• Exercise goal:
Answer these questions from the court opinion:
1. In what year did a jury first find Evans guilty of two counts of first degree murder?
2. At about what time on October 9, 1990 were the police officers dispatched to the residence?
3. What was Mary Ann Evans' left hand resting on when the police found her?

• Source passage:
The opinion of the court was delivered by: Amy J. St. Eve, District Court Judge
MEMORANDUM OPINION AND ORDER
Before the Court is pro se Petitioner Thomas Evans' petition for a writ of habeas corpus pursuant to 28 U.S.C. § 2254(d)(1). For the reasons discussed below, the Court denies Evans' petition.
Evans does not present clear and convincing evidence challenging the statement of facts set forth in the Illinois Appellate Court's opinions affirming the judgments of the Circuit Court of Cook County, and thus the Court presumes those facts are correct for purposes of its habeas review. See 28 U.S.C. § 2254(e)(1); Ruvalcaba v. Chandler, 416 F.3d 555, 560 (7th Cir. 2005). The Court, therefore, adopts the underlying facts as set forth by the Illinois Appellate Court, First Judicial District, in Evans' direct and post-conviction appeals. See People v. Evans, No. 1-99-1875 (1st Dist. July 27, 2001) (unpublished order); People v. Evans, No. 1-02-1110 (1st Dist. Nov. 26, 2003) (unpublished order).
In 1993, a jury found Evans guilty of two counts of first degree murder. The Illinois Appellate Court reversed Evans' convictions concluding that Evans was entitled to a jury instruction on second degree murder. See People v. Evans, No. 1-94-0043 (1st Dist. Apr. 29, 1996) (unpublished order). On retrial, the Circuit Court conducted a bench trial in September 1998.
A. Police Officers' Trial Testimony
Trial evidence from the 1998 bench trial reveals that on October 9, 1990 at about 3 a.m. Chicago Police Officers were dispatched to a residence at 5701 South Damen Street in Chicago, Illinois after Evans called 911 and explained that his wife shot him and then shot herself. When the police officers arrived at the residence, they found Evans in his underclothes lying in a puddle of mud in his backyard. Evans' head and feet were bloody.
When the police officers approached the back door of the home, they saw bloodstains on the stairs leading to the second floor apartment where Evans lived with his wife and two children. When the police entered Evans' apartment, they found Evans' wife, Mary Ann Evans, lying on the floor in a pool of blood. Her left hand was resting on a revolver that was on her chest. The police also noticed a trail of blood smeared in a "dragging pattern" which extended into the apartment's dining room. Adult sized footprints were visible in the blood, as well. Also, the officers found another pool of blood in the dining room along with four shell casings and a trail of blood leading into a bedroom.

• Dataset excerpts:

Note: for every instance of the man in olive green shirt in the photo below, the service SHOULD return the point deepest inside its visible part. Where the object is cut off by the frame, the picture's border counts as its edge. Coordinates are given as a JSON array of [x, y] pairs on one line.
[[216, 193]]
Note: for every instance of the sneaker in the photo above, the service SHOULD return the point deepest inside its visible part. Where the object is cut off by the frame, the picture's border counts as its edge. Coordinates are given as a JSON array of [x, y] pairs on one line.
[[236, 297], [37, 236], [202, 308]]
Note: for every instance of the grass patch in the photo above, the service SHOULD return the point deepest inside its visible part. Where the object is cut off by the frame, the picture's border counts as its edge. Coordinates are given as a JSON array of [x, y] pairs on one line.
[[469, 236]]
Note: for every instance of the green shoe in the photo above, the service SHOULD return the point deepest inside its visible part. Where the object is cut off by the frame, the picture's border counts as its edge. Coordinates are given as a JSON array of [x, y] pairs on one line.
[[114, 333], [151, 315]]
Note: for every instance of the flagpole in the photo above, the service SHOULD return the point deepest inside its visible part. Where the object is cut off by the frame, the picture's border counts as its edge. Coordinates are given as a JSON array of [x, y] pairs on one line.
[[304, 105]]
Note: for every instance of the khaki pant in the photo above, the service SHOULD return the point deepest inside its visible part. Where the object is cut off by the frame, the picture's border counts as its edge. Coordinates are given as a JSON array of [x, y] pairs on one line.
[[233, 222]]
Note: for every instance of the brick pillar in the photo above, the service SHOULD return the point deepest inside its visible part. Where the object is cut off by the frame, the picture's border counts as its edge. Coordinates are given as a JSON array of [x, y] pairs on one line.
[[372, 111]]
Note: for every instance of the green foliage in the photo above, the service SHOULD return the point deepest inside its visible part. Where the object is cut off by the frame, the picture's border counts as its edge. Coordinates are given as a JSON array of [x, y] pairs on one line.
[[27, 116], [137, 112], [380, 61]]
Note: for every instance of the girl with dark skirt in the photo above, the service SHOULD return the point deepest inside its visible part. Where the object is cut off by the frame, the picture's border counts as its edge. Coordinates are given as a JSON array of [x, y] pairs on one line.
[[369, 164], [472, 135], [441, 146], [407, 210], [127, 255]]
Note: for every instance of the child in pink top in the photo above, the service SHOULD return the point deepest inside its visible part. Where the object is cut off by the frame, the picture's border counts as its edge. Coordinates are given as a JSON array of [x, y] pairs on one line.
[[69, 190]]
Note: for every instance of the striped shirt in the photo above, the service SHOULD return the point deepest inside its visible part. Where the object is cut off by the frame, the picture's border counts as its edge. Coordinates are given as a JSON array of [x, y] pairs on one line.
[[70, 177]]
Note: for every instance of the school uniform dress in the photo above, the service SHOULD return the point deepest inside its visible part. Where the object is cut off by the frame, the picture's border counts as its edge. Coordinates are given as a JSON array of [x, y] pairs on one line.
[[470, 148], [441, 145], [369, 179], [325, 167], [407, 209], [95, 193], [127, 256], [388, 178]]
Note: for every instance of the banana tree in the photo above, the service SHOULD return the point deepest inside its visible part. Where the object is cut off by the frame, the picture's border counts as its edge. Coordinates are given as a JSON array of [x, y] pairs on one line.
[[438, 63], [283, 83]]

• Answer box:
1. 1993
2. About 3 a.m.
3. A revolver that was on her chest